_What you are asked to do_:
For each record here, output an exact copy.

Data items:
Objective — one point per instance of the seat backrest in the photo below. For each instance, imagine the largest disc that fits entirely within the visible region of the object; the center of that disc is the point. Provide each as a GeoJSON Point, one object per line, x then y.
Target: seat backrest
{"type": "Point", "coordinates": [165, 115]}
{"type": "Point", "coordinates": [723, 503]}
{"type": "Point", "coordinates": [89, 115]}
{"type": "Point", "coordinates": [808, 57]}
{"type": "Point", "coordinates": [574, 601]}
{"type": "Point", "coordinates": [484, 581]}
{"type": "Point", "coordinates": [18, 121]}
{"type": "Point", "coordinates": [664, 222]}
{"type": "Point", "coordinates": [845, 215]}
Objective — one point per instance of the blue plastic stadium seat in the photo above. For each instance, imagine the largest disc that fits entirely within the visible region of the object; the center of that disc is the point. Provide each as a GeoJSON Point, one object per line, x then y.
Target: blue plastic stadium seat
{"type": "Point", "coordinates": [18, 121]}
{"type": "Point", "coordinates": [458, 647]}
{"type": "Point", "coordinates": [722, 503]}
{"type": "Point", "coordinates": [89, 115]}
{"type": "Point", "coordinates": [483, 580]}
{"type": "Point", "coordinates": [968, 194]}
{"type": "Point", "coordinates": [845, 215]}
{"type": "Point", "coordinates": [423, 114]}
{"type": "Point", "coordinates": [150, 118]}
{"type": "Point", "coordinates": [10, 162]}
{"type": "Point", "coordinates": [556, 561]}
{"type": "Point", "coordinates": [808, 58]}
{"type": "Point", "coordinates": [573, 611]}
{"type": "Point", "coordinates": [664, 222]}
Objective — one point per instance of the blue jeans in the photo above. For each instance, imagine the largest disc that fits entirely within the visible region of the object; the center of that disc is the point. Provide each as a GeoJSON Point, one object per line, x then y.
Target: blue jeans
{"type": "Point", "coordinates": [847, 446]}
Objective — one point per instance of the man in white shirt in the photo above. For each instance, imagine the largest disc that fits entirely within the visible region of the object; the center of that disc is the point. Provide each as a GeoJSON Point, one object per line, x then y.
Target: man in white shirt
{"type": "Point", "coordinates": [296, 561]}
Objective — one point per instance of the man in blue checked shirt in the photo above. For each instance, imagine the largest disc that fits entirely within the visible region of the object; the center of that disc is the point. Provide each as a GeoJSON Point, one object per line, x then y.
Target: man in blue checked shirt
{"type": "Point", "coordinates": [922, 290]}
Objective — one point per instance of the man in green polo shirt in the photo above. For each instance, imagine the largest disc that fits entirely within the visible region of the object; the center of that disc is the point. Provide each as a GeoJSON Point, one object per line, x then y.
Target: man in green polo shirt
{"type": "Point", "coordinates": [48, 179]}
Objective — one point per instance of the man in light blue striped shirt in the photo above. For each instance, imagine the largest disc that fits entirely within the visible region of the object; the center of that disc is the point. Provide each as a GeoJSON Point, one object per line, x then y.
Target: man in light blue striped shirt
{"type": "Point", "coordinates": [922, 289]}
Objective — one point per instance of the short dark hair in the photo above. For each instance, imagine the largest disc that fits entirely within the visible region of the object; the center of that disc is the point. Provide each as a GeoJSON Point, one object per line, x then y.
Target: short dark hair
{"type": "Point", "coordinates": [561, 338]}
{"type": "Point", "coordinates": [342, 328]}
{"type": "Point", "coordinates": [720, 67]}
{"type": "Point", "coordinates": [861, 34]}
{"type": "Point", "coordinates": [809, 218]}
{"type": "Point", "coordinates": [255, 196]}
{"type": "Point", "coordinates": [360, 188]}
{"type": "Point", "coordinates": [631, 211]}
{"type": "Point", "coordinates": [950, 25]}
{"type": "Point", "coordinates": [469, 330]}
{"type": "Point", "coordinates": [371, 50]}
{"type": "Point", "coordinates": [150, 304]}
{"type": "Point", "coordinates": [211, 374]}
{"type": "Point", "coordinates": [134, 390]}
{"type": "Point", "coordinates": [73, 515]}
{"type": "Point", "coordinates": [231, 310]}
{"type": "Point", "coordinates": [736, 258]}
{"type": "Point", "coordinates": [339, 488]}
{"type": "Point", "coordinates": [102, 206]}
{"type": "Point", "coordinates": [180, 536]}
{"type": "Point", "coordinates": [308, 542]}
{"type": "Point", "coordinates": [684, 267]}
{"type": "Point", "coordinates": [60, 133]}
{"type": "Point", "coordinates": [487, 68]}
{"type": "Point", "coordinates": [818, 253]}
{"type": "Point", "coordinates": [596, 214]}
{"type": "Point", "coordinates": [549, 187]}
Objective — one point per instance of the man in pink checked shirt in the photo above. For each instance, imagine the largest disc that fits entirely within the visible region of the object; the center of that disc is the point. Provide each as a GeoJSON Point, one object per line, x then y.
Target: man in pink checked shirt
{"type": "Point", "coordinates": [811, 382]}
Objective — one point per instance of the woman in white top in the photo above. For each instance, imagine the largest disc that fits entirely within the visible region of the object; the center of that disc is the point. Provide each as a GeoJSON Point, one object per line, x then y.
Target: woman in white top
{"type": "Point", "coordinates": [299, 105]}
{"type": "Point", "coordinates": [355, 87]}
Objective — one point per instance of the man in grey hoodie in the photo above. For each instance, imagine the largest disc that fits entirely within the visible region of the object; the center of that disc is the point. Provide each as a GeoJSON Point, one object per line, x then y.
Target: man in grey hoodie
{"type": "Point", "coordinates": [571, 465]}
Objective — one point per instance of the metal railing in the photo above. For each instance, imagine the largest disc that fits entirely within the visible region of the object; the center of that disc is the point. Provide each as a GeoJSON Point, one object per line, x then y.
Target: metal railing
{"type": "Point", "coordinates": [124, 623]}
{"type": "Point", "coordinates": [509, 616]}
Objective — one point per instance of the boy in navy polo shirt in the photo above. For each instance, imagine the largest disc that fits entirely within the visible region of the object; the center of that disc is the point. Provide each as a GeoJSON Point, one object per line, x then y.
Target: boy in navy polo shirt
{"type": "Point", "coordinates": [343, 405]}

_Answer space_:
Objective — one point per instance of the seat backrest in the photo below. For each instance, imagine the largest disc that fits entirely within the visible region of the object; the center of that disc is the point. Provide each as a GeoJSON Point, one object per line, x then y.
Target: seat backrest
{"type": "Point", "coordinates": [165, 115]}
{"type": "Point", "coordinates": [723, 503]}
{"type": "Point", "coordinates": [89, 115]}
{"type": "Point", "coordinates": [808, 57]}
{"type": "Point", "coordinates": [574, 601]}
{"type": "Point", "coordinates": [484, 581]}
{"type": "Point", "coordinates": [18, 121]}
{"type": "Point", "coordinates": [664, 222]}
{"type": "Point", "coordinates": [845, 215]}
Objective — one point per instance of the blue plastic stadium seat in the photo above. For each instance, imagine the largest disc that fits entirely within the visible region of the object; the center of that disc is the point. Provide each as a GeoJSON Point, one object per line, x then y.
Target: blue plastic stadium seat
{"type": "Point", "coordinates": [18, 121]}
{"type": "Point", "coordinates": [458, 647]}
{"type": "Point", "coordinates": [722, 503]}
{"type": "Point", "coordinates": [89, 115]}
{"type": "Point", "coordinates": [483, 580]}
{"type": "Point", "coordinates": [968, 194]}
{"type": "Point", "coordinates": [845, 215]}
{"type": "Point", "coordinates": [423, 114]}
{"type": "Point", "coordinates": [150, 118]}
{"type": "Point", "coordinates": [10, 162]}
{"type": "Point", "coordinates": [556, 561]}
{"type": "Point", "coordinates": [808, 58]}
{"type": "Point", "coordinates": [573, 611]}
{"type": "Point", "coordinates": [664, 222]}
Objective — one point per instance of the blue jeans in the photo above. For each instance, imagine the largest disc that fits entirely within the visible region of the object; the center of that disc is the point. Provide each as a GeoJSON Point, one object per line, x then y.
Target: blue jeans
{"type": "Point", "coordinates": [847, 446]}
Objective — one point per instance of the man in white shirt in the photo above. For each instance, imagine the largest disc that fits entirely within the visible region of the object; the center of that disc is the point. Provide each as a GeoJSON Point, one object per line, x then y.
Target: man in white shirt
{"type": "Point", "coordinates": [296, 561]}
Objective — one point per instance of the man in blue checked shirt in the photo above. For each instance, imagine the largest disc that fits entirely within the visible region of the object; the center of that disc is the point. Provide each as a GeoJSON Point, one object per line, x then y.
Target: man in blue checked shirt
{"type": "Point", "coordinates": [922, 290]}
Objective — one point per instance of the man in green polo shirt in the photo above. For each instance, imagine the largest disc that fits entirely within the visible region of the object; the center of that disc is the point. Provide each as a GeoJSON Point, one object per line, x then y.
Target: man in green polo shirt
{"type": "Point", "coordinates": [48, 179]}
Objective — one point per instance of the man in light blue striped shirt in the photo above. For each instance, imagine the largest disc that fits entirely within the visible region of the object; the center of that disc is the point. Provide each as a GeoJSON Point, one object per line, x then y.
Target: man in light blue striped shirt
{"type": "Point", "coordinates": [922, 289]}
Objective — one point per instance of the short dark hair in the photo above. For each instance, imagine the largest disc that fits entirely within the visible region of the object; the center of that disc is the point. Provide each as a GeoJSON Point, one object per line, x then y.
Target: short dark hair
{"type": "Point", "coordinates": [561, 338]}
{"type": "Point", "coordinates": [342, 328]}
{"type": "Point", "coordinates": [720, 67]}
{"type": "Point", "coordinates": [861, 34]}
{"type": "Point", "coordinates": [809, 218]}
{"type": "Point", "coordinates": [255, 196]}
{"type": "Point", "coordinates": [360, 188]}
{"type": "Point", "coordinates": [631, 211]}
{"type": "Point", "coordinates": [950, 25]}
{"type": "Point", "coordinates": [469, 330]}
{"type": "Point", "coordinates": [371, 50]}
{"type": "Point", "coordinates": [150, 304]}
{"type": "Point", "coordinates": [211, 374]}
{"type": "Point", "coordinates": [134, 390]}
{"type": "Point", "coordinates": [73, 515]}
{"type": "Point", "coordinates": [231, 310]}
{"type": "Point", "coordinates": [736, 258]}
{"type": "Point", "coordinates": [339, 488]}
{"type": "Point", "coordinates": [102, 206]}
{"type": "Point", "coordinates": [180, 536]}
{"type": "Point", "coordinates": [308, 542]}
{"type": "Point", "coordinates": [684, 267]}
{"type": "Point", "coordinates": [60, 133]}
{"type": "Point", "coordinates": [487, 68]}
{"type": "Point", "coordinates": [818, 253]}
{"type": "Point", "coordinates": [596, 214]}
{"type": "Point", "coordinates": [549, 187]}
Objective — one point per instance of the man in pink checked shirt in the photo above. For each instance, imagine the largest disc that fits entirely within the visible region of the object; the center of that disc is the point. Provide each as a GeoJSON Point, one object per line, x then y.
Target: man in pink checked shirt
{"type": "Point", "coordinates": [811, 382]}
Objective — one point per instance of the woman in white top in the photo above. For each instance, imagine the largest disc that fits entirely within the visible region of the object; the center of that disc is the point. Provide each as a GeoJSON Point, one object per line, x then y.
Target: woman in white top
{"type": "Point", "coordinates": [299, 105]}
{"type": "Point", "coordinates": [355, 87]}
Objective — one point per instance of the man in grey hoodie in the photo above. For each instance, imagine the largest disc that fits entirely within the visible region of the object; the center of that disc is the point. Provide each as a GeoJSON Point, one object per line, x then y.
Target: man in grey hoodie
{"type": "Point", "coordinates": [571, 465]}
Objective — one point per instance of the metal railing in the photo above. For each instance, imagine the largest disc that fits entirely within the visible region of the object; the center of that disc is the point. Provide each as a GeoJSON Point, one object per line, x then y.
Target: metal railing
{"type": "Point", "coordinates": [124, 623]}
{"type": "Point", "coordinates": [509, 616]}
Objective — one point per instance of the boy in navy polo shirt in the photo above. For each instance, imagine the largest disc that fits entirely within the visible region of the object; the center of that disc is the point. Provide each as a GeoJSON Point, one object per line, x then y.
Target: boy in navy polo shirt
{"type": "Point", "coordinates": [343, 405]}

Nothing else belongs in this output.